■ LISTED ENTRIES ■

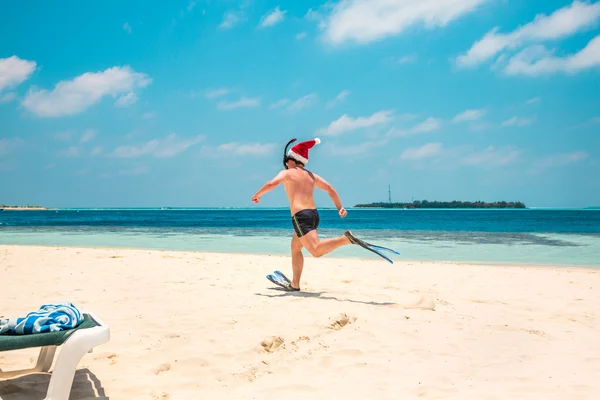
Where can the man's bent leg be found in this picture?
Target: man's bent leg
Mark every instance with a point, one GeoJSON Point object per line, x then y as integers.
{"type": "Point", "coordinates": [319, 248]}
{"type": "Point", "coordinates": [297, 261]}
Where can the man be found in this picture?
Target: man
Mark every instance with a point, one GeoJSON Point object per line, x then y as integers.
{"type": "Point", "coordinates": [299, 184]}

■ TASK OBJECTIVE ■
Rewrite the rows from the line holding "Where can the man be found in this picture?" through the last line of the rows, inclusive, changing "instance" to "occurrence" and leaving everything else as it is.

■ CORRECT OUTPUT ■
Where can the man be found in this picture?
Target: man
Mark every occurrence with a point, one GeoJSON Point object per line, x then y as integers.
{"type": "Point", "coordinates": [299, 184]}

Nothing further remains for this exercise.